* **Task goal**: Quote word for word from the line holding "Mark the stone" to the last line below, including both, and omit any pictures.

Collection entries
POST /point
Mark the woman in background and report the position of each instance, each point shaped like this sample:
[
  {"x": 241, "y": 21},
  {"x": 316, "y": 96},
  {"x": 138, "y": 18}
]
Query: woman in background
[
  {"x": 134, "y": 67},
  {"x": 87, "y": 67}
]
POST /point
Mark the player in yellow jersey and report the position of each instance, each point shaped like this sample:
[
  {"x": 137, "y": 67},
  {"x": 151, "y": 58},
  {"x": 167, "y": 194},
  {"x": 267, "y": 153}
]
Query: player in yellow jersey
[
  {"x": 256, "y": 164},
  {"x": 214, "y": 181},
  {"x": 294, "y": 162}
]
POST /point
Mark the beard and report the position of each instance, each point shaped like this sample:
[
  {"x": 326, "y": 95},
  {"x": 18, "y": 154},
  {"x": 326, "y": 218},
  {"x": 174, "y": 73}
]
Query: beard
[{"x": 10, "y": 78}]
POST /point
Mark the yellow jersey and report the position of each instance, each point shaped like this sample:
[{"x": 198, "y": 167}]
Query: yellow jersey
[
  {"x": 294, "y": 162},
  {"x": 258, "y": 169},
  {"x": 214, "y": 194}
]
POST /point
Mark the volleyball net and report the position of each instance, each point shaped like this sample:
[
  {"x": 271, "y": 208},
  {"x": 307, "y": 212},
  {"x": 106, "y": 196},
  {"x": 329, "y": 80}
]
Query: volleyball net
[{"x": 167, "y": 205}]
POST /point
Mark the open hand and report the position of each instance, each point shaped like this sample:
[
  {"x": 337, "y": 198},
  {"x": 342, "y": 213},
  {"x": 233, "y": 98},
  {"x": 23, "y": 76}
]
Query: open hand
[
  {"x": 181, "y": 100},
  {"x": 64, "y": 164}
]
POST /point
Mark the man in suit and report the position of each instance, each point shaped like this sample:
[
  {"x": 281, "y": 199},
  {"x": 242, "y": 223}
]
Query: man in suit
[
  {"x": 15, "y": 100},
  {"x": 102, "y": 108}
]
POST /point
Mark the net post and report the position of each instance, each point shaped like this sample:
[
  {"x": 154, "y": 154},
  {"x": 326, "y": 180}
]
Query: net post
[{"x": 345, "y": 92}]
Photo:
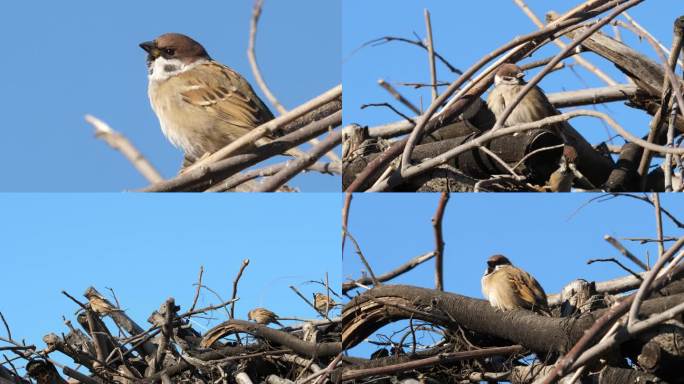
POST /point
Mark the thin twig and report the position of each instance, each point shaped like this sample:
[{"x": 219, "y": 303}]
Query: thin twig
[
  {"x": 251, "y": 56},
  {"x": 439, "y": 240},
  {"x": 345, "y": 217},
  {"x": 409, "y": 265},
  {"x": 244, "y": 265},
  {"x": 625, "y": 252},
  {"x": 578, "y": 59},
  {"x": 616, "y": 261},
  {"x": 431, "y": 55},
  {"x": 376, "y": 282},
  {"x": 199, "y": 287},
  {"x": 398, "y": 96},
  {"x": 119, "y": 142},
  {"x": 659, "y": 223},
  {"x": 299, "y": 164}
]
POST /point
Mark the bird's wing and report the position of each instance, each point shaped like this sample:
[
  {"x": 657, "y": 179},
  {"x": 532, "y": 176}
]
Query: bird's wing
[
  {"x": 224, "y": 93},
  {"x": 529, "y": 291}
]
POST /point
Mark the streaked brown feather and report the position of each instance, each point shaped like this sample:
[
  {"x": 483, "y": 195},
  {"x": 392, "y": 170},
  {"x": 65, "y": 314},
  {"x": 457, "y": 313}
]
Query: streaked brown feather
[{"x": 232, "y": 100}]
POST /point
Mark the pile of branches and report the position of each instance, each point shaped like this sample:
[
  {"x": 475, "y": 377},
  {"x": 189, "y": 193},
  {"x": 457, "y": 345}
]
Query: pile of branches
[
  {"x": 234, "y": 168},
  {"x": 625, "y": 330},
  {"x": 457, "y": 144},
  {"x": 171, "y": 350}
]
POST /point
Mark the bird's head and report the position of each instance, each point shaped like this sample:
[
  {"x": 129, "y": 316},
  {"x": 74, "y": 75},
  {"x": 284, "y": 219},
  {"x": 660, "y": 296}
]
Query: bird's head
[
  {"x": 496, "y": 261},
  {"x": 509, "y": 74},
  {"x": 171, "y": 52}
]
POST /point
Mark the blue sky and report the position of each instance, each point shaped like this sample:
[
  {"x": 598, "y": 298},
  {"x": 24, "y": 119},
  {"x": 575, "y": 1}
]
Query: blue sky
[
  {"x": 550, "y": 236},
  {"x": 463, "y": 32},
  {"x": 148, "y": 248},
  {"x": 66, "y": 59}
]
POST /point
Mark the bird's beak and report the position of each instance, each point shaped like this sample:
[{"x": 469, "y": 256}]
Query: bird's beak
[{"x": 151, "y": 48}]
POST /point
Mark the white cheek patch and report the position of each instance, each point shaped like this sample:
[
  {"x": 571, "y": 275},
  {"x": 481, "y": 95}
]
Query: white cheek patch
[{"x": 161, "y": 68}]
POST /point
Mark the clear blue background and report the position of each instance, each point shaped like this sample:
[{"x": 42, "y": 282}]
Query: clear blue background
[
  {"x": 550, "y": 236},
  {"x": 463, "y": 32},
  {"x": 148, "y": 248},
  {"x": 62, "y": 60}
]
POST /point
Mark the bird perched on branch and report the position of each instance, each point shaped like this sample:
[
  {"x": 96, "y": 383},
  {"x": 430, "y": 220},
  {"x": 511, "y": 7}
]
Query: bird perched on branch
[
  {"x": 323, "y": 303},
  {"x": 508, "y": 287},
  {"x": 99, "y": 304},
  {"x": 263, "y": 316},
  {"x": 202, "y": 105},
  {"x": 508, "y": 82}
]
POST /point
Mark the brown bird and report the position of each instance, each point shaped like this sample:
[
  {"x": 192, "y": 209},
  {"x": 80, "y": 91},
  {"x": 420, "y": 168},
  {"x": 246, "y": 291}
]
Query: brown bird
[
  {"x": 508, "y": 82},
  {"x": 263, "y": 316},
  {"x": 508, "y": 287},
  {"x": 100, "y": 305},
  {"x": 202, "y": 105},
  {"x": 323, "y": 303}
]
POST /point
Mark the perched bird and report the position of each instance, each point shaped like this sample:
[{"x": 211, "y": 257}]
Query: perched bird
[
  {"x": 508, "y": 287},
  {"x": 202, "y": 105},
  {"x": 323, "y": 303},
  {"x": 100, "y": 305},
  {"x": 508, "y": 82},
  {"x": 263, "y": 316}
]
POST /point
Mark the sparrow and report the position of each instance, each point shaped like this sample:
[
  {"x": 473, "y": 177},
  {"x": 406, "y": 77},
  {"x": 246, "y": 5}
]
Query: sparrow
[
  {"x": 508, "y": 287},
  {"x": 100, "y": 305},
  {"x": 508, "y": 82},
  {"x": 323, "y": 303},
  {"x": 263, "y": 316},
  {"x": 202, "y": 105}
]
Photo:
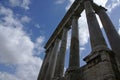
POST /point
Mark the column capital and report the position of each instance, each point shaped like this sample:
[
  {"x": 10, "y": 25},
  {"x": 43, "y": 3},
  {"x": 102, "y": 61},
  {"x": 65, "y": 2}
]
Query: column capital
[{"x": 75, "y": 15}]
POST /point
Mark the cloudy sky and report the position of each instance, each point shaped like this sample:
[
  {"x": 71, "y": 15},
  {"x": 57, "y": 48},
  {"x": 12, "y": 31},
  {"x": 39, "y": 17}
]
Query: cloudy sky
[{"x": 25, "y": 27}]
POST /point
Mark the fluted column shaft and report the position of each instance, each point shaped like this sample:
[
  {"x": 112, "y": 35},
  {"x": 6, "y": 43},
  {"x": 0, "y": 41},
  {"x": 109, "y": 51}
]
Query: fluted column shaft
[
  {"x": 44, "y": 66},
  {"x": 52, "y": 61},
  {"x": 74, "y": 46},
  {"x": 111, "y": 33},
  {"x": 59, "y": 70},
  {"x": 96, "y": 37}
]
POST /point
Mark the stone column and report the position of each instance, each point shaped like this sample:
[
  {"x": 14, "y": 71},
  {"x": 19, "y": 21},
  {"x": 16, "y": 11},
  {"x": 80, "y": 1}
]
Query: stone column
[
  {"x": 52, "y": 62},
  {"x": 44, "y": 66},
  {"x": 74, "y": 47},
  {"x": 59, "y": 70},
  {"x": 96, "y": 37},
  {"x": 111, "y": 33},
  {"x": 74, "y": 64}
]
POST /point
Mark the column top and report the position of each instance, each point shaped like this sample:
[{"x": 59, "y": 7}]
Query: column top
[{"x": 98, "y": 8}]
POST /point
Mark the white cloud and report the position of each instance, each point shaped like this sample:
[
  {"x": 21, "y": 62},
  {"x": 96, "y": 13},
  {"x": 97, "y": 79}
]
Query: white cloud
[
  {"x": 119, "y": 31},
  {"x": 7, "y": 76},
  {"x": 25, "y": 19},
  {"x": 101, "y": 2},
  {"x": 59, "y": 1},
  {"x": 20, "y": 3},
  {"x": 69, "y": 4},
  {"x": 113, "y": 4},
  {"x": 37, "y": 26},
  {"x": 17, "y": 48}
]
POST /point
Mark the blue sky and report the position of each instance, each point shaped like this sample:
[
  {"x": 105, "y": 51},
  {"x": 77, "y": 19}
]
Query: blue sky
[{"x": 25, "y": 27}]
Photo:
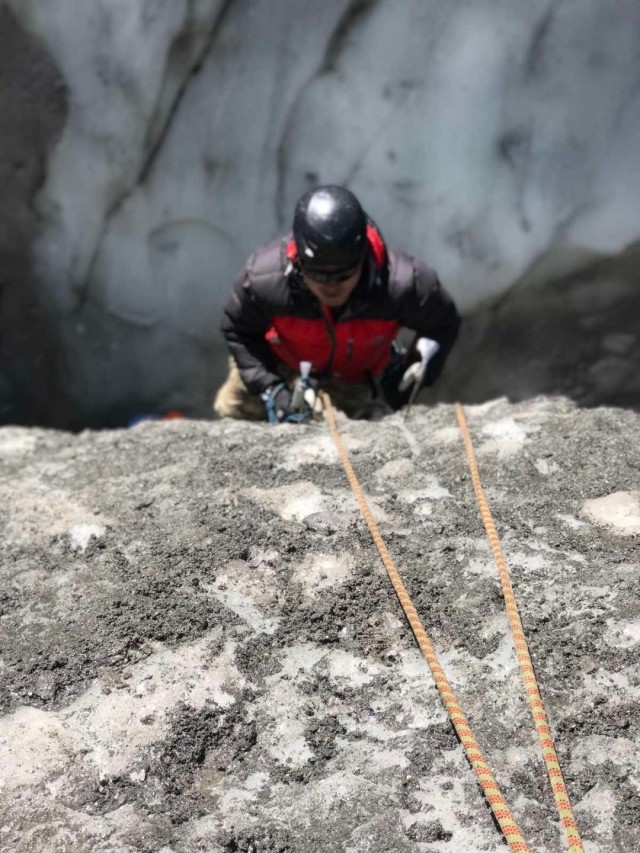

* **Your response**:
Mark the stone column and report the position of each instance, each point shaped like this sample:
[
  {"x": 14, "y": 71},
  {"x": 19, "y": 21},
  {"x": 16, "y": 11},
  {"x": 80, "y": 1}
]
Query: stone column
[
  {"x": 52, "y": 62},
  {"x": 44, "y": 66},
  {"x": 74, "y": 47},
  {"x": 59, "y": 70},
  {"x": 96, "y": 37},
  {"x": 111, "y": 33},
  {"x": 74, "y": 64}
]
POST /point
Mark the column top and report the position of each instance, each point shaped like this sample:
[{"x": 59, "y": 7}]
Query: column top
[{"x": 98, "y": 8}]
POST /point
Mark the white cloud and report the position of each instance, each point shaped like this sample:
[
  {"x": 21, "y": 62},
  {"x": 96, "y": 13},
  {"x": 97, "y": 79}
]
Query: white cloud
[
  {"x": 119, "y": 31},
  {"x": 7, "y": 76},
  {"x": 25, "y": 19},
  {"x": 101, "y": 2},
  {"x": 59, "y": 1},
  {"x": 20, "y": 3},
  {"x": 69, "y": 4},
  {"x": 113, "y": 4},
  {"x": 37, "y": 26},
  {"x": 17, "y": 48}
]
POST /point
Mark the blue sky and report the position of each instance, each point shaped like this sample:
[
  {"x": 105, "y": 51},
  {"x": 77, "y": 19}
]
Query: blue sky
[{"x": 25, "y": 27}]
Photo:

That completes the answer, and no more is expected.